Action item | Restate the records in full, so that each line matches the original exactly.

Data to use |
^^^^^^^^

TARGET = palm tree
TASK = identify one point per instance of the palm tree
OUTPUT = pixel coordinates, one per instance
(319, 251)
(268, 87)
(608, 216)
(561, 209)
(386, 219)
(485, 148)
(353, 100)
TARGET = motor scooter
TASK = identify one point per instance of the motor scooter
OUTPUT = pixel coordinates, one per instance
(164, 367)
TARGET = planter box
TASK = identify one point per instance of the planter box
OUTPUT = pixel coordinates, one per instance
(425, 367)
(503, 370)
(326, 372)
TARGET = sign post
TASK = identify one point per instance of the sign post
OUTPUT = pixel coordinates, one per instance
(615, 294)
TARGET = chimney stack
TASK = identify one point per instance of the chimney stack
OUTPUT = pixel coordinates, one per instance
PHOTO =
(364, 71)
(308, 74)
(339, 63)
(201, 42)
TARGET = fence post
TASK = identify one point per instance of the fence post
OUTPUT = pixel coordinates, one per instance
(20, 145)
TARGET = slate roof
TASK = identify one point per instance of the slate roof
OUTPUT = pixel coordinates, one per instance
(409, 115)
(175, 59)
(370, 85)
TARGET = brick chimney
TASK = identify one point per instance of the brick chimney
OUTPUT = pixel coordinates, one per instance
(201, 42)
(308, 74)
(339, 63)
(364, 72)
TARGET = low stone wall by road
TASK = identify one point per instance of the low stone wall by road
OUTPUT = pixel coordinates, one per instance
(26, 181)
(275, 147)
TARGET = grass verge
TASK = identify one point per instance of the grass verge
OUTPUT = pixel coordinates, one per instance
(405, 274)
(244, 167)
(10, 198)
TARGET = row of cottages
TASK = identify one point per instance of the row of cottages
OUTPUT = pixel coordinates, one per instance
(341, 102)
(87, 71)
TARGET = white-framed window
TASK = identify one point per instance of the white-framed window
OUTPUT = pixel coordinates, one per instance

^^^^^^^^

Answer box |
TARGET = palm tree
TASK = identify one point per instance of the palm tree
OUTPUT = pixel coordinates, one per instance
(319, 251)
(268, 87)
(608, 216)
(561, 209)
(386, 219)
(485, 148)
(353, 100)
TARGET = motor scooter
TASK = identify one point per instance of the motor scooter
OUTPUT = pixel coordinates, one per instance
(164, 367)
TARGET = planter box
TASK = identify one point per instance of the planter box
OUTPUT = pixel coordinates, one per instance
(425, 367)
(503, 370)
(326, 372)
TARGET = sign post
TASK = identify one point per instance of the sign post
OUTPUT = pixel coordinates, one per instance
(615, 294)
TARGET = chimney stack
TASK = identify one point per instance of the chimney stack
OUTPUT = pixel coordinates, one per instance
PHOTO =
(364, 71)
(308, 74)
(339, 63)
(201, 42)
TARGET = fence post
TASK = identify one point per instance of the fence post
OUTPUT = pixel coordinates, one per instance
(20, 145)
TARGET = slate roof
TASK = identify one point per instance of the slate roof
OUTPUT = pixel coordinates, one per instance
(409, 115)
(175, 59)
(370, 85)
TARGET = brick chimney
TASK = identify one point per instance of the brick chimney
OUTPUT = pixel coordinates, one per instance
(201, 42)
(308, 74)
(339, 63)
(364, 72)
TARGET = low stone wall by road
TASK = identify one point per instance of the low stone wall by road
OUTPUT = pixel coordinates, one per instance
(26, 181)
(275, 147)
TARGET = grass verge
TASK = identify one point per instance of the grass verge
OUTPUT = pixel coordinates, one per instance
(405, 274)
(244, 167)
(10, 198)
TARGET = row of cottages
TASK = identify one point per instance of the row of cottages
OUTPUT = pixel coordinates, one per instance
(341, 102)
(87, 71)
TARGET = white-framed window
TASK = identify one point per instance of the white-framed window
OUTPUT = pixel coordinates, one per instance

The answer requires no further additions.